(Rows of box annotation data)
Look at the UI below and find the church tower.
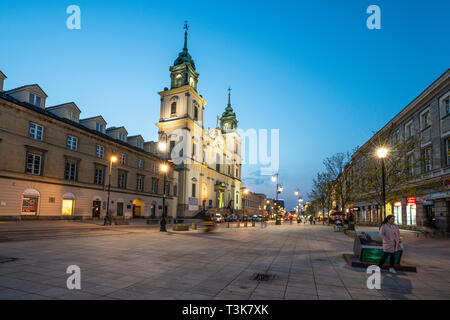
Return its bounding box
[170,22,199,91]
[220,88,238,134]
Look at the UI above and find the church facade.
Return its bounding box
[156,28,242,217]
* * *
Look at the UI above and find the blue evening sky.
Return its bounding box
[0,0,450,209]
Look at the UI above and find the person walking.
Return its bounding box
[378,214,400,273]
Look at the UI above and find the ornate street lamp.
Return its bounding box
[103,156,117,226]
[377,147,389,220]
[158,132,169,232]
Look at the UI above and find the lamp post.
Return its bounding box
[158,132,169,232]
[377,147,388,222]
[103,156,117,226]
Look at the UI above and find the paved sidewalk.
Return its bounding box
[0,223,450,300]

REQUIRED TASK
Rewrite the lines from the one containing "Look at the UI below" through the one containing "[156,28,242,217]", both included, swapping "church" for "cathedral" and keeping everything else the same. Omit the pictures.

REPLY
Look at the UI below and find the cathedral tower.
Return its bounding box
[170,22,199,91]
[220,88,238,134]
Look at the UI above and find the cathedral facade.
Return its bounding box
[156,28,242,217]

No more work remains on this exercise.